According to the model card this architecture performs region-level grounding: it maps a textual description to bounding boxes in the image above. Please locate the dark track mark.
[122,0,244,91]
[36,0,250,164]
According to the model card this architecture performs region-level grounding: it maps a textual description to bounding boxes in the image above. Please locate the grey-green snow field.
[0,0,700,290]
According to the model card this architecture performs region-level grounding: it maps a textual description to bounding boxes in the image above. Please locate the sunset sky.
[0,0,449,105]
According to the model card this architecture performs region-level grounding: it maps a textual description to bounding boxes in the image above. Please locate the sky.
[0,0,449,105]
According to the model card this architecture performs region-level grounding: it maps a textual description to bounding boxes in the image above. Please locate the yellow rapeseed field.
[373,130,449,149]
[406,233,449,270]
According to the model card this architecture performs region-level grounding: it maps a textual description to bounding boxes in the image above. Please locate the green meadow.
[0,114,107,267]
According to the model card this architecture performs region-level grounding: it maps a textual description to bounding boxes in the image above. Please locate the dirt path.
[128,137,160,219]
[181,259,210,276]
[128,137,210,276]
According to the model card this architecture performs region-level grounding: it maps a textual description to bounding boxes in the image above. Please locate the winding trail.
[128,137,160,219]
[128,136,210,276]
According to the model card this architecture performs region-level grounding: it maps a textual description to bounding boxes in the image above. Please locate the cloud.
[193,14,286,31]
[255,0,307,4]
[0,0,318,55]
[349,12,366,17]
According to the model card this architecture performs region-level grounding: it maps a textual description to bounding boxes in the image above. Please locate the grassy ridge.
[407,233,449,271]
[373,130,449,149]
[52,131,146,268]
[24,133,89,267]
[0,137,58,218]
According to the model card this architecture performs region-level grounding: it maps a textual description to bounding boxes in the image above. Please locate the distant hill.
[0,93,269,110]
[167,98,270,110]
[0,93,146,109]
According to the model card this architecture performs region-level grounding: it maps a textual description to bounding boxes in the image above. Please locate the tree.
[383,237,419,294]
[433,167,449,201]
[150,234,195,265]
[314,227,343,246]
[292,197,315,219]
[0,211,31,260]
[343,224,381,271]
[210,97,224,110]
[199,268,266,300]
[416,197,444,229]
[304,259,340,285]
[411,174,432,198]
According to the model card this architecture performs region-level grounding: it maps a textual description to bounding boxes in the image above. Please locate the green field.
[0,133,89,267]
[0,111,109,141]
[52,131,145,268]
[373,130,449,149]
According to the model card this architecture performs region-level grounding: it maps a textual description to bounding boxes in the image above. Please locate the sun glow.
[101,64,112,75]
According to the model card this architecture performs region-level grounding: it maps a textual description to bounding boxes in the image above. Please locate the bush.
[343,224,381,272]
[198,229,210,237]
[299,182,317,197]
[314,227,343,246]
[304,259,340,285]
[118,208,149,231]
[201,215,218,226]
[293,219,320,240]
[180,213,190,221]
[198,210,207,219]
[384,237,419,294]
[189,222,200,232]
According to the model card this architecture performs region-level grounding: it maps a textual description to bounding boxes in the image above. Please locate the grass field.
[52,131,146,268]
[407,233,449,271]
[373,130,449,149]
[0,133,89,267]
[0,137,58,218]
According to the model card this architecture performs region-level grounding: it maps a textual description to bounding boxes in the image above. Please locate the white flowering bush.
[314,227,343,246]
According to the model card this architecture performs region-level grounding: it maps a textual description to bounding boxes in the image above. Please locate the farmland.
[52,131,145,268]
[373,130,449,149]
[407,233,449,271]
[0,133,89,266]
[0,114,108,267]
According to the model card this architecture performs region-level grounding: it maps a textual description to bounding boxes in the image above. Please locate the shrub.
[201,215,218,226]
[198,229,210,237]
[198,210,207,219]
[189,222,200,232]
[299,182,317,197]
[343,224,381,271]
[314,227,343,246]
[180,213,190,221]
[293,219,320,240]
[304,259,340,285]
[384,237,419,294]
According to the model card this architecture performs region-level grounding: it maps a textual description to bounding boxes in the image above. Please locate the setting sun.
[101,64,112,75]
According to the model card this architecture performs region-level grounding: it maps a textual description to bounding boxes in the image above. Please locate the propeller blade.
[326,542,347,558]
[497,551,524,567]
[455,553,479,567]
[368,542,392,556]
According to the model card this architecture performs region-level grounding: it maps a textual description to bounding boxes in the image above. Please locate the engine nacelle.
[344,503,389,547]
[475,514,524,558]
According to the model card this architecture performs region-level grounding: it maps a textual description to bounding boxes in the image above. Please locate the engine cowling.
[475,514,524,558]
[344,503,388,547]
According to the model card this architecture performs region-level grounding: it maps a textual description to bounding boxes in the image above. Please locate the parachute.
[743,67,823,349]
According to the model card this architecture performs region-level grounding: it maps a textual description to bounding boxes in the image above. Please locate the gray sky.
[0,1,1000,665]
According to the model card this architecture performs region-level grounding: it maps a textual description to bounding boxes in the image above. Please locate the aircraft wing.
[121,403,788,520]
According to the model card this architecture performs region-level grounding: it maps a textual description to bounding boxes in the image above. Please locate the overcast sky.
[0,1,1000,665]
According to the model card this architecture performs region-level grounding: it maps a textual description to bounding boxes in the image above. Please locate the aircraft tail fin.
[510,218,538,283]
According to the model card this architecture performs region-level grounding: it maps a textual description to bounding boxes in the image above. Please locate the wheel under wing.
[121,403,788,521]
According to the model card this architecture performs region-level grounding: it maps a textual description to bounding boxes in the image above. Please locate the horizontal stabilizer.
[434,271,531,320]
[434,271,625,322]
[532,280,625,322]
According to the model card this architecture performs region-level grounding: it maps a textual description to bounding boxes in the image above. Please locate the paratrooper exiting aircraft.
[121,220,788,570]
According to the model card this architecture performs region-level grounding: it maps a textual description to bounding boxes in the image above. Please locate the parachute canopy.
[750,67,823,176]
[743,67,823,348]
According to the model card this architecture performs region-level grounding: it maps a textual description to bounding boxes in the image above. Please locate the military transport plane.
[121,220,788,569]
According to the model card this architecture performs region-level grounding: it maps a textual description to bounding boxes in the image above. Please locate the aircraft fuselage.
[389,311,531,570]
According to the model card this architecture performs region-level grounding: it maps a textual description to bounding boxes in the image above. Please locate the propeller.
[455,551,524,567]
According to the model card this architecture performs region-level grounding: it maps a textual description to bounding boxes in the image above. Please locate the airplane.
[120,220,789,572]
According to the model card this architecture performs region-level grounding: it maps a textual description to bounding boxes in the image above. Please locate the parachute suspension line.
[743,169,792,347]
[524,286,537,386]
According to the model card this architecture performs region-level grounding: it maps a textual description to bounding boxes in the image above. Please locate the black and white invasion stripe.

■ ■ ■ ■ ■ ■ ■

(Written problem): Reproduce the records above, substituting "technical report" for "model card" wherever it occurs and leaving all other text unchanged.

(Right answer):
According to the technical report this architecture performs region-level grounding: it maps a textual description to bounding boxes in the image above. Please locate the dark track mark.
[122,0,244,91]
[36,0,250,164]
According to the technical report this architecture performs region-level grounding: it maps a textual description to bounding boxes in the image above. Please locate the grey-green snow field.
[0,0,700,290]
According to the technical report this architecture performs region-level grounding: it maps a textual description to bounding boxes in the image above. Please locate the sunset sky.
[0,0,449,105]
According to the technical report this architecture performs region-level grounding: it maps a textual description to bounding boxes in the image above. Please locate the sky.
[0,0,449,105]
According to the technical report this architecture performs region-level grounding: it maps a textual description to bounding boxes in the image above. Please locate the yellow rapeseed field.
[373,130,449,149]
[406,233,449,270]
According to the technical report this architecture performs region-level grounding: it maps a textual description to bounding boxes in the image above. Please locate the green meadow.
[0,114,107,267]
According to the technical report this architecture performs region-level grounding: it maps a textual description to bounding boxes in the image above. Please locate the dirt path.
[128,137,160,219]
[181,259,210,276]
[128,137,210,276]
According to the technical report this architecture performs region-level grounding: it maps a textual description to bounding boxes in the image above. Please locate the winding trail.
[128,137,160,219]
[128,136,210,276]
According to the technical report this architecture performs region-level grounding: it maps a textual description to bounding boxes in the image above. Please locate the cloud.
[193,14,286,31]
[255,0,307,4]
[0,0,318,55]
[349,12,366,17]
According to the technical report this architecture performs region-level grounding: it maps a textual description to bounding boxes in the image above. Please locate the grassy ridge.
[407,233,449,271]
[373,130,449,149]
[52,131,146,268]
[24,133,89,267]
[0,137,58,218]
According to the technical report this architecture performs region-level grounding: it maps a textual description to bounding boxes in the image above. Please locate the distant hill.
[0,93,269,110]
[167,98,270,110]
[0,93,146,109]
According to the technical report this architecture performs region-level grounding: it maps a textual description to bounding boxes in the image above. Please locate the tree.
[383,237,419,294]
[433,167,449,201]
[150,234,195,265]
[314,227,343,246]
[292,197,315,219]
[0,211,31,260]
[343,224,381,271]
[210,97,224,110]
[199,268,266,300]
[416,197,444,229]
[304,259,340,285]
[411,174,432,198]
According to the technical report this architecture performs region-level grounding: it maps a textual description to bounding boxes in the image above. Please locate the green field.
[0,133,89,267]
[0,111,109,141]
[52,131,145,268]
[373,130,449,149]
According to the technical report this architecture performs region-level grounding: it maps a textual description to bounding boxes in the image above. Please locate the sun glow.
[101,64,112,75]
According to the technical report this architecture performs region-level grounding: it maps a textual description to bounding boxes in the image above. Please locate the bush.
[343,224,381,272]
[198,229,210,237]
[299,182,317,197]
[314,227,343,246]
[304,259,340,285]
[118,208,149,231]
[201,215,218,226]
[293,219,320,240]
[180,213,190,221]
[198,210,207,219]
[384,237,419,294]
[189,222,200,232]
According to the technical report this architecture performs region-level grounding: it maps a textual description to bounding boxes in the image above. Please locate the grass field.
[52,131,146,268]
[407,233,449,271]
[373,130,449,149]
[0,133,89,267]
[0,137,58,218]
According to the technical report this architecture performs region-level grounding: it maps a textual description to bounding boxes in the image above. Please locate the white flowering bush.
[314,227,343,246]
According to the technical report this architecture performs region-level grounding: it maps a textual description to bounding boxes in the image above. Please locate the farmland.
[52,131,145,268]
[373,130,449,149]
[407,233,449,271]
[0,133,89,266]
[0,114,108,267]
According to the technical report this architecture performs region-level grounding: it maps a textual description to bounding boxes in the image above. Please locate the shrub.
[201,215,218,226]
[198,229,210,237]
[198,210,207,219]
[189,222,200,232]
[299,182,317,197]
[343,224,381,271]
[314,227,343,246]
[180,213,190,221]
[293,219,320,240]
[304,259,340,285]
[384,237,419,294]
According to the technical report this architecture performs region-level grounding: it maps a textual description to bounding boxes in the image above. Please locate the setting sun.
[101,64,112,75]
According to the technical report this architecture performs region-level grounding: it maps a textual description to bounding boxes in the image above. Please locate the propeller blade.
[326,542,347,558]
[497,551,524,567]
[455,553,479,567]
[368,542,392,556]
According to the technical report this architecture performs region-level grounding: it maps a textual description to bounding boxes in the image above. Please locate the engine nacelle.
[344,503,389,547]
[475,514,524,558]
According to the technical report this architecture performs region-level grounding: it maps a textual description to bounding boxes in the image above. Please locate the engine cowling.
[475,514,524,558]
[344,503,388,547]
According to the technical report this architecture performs region-level grounding: it maps a textual description to bounding boxes in the image above. Please locate the parachute.
[743,67,823,349]
According to the technical report this architecture performs region-level grounding: it maps a textual description to bounding boxes in the image above. Please locate the gray sky.
[0,1,1000,665]
According to the technical report this architecture performs region-level grounding: it maps a textual description to bounding boxes in the image above. Please locate the aircraft wing.
[121,403,788,520]
According to the technical report this architecture performs region-level grounding: it maps a textual description to bounding boxes in the image above. Please locate the overcast sky.
[0,1,1000,665]
According to the technical report this architecture performs region-level grounding: it maps a textual description to bounding boxes in the image above. Please locate the aircraft tail fin.
[510,218,538,283]
According to the technical report this architecture performs region-level grounding: it maps a textual description to bounding boxes in the image above. Please locate the wheel under wing.
[121,403,788,521]
According to the technical report this architecture performs region-level grounding: it maps a textual description to bounding boxes in the image above. Please locate the horizontal stabilizer.
[434,271,531,320]
[434,271,625,322]
[532,280,625,322]
According to the technical report this architecture performs region-level grounding: it maps a textual description to bounding boxes in the image above. Please locate the paratrooper exiting aircraft.
[121,220,788,570]
According to the technical report this architecture performs region-level grounding: it maps a textual description to bounding boxes in the image above. Please locate the parachute canopy.
[750,67,823,176]
[743,67,823,348]
According to the technical report this architecture performs region-level grounding: it maps a textual description to bounding boxes in the image above. Please locate the military transport plane.
[121,220,788,569]
According to the technical report this architecture performs region-level grounding: it maps a textual description to bounding boxes in the image above. Please locate the aircraft fuselage.
[389,311,531,570]
According to the technical report this architecture performs region-level grounding: it maps a textual description to bounding boxes in the image above. Please locate the propeller.
[455,551,524,567]
According to the technical report this architecture performs region-level grounding: it maps a textual description to bounding boxes in the image above. Please locate the airplane.
[120,220,789,572]
According to the technical report this architecture performs region-level grounding: it maps a textual description to bounding boxes in the image above. Please locate the parachute suspension line.
[743,169,792,347]
[524,286,537,386]
According to the technical report this architecture performs region-level grounding: it maps a textual description to bounding boxes in the image above. Please locate the black and white invasion stripe.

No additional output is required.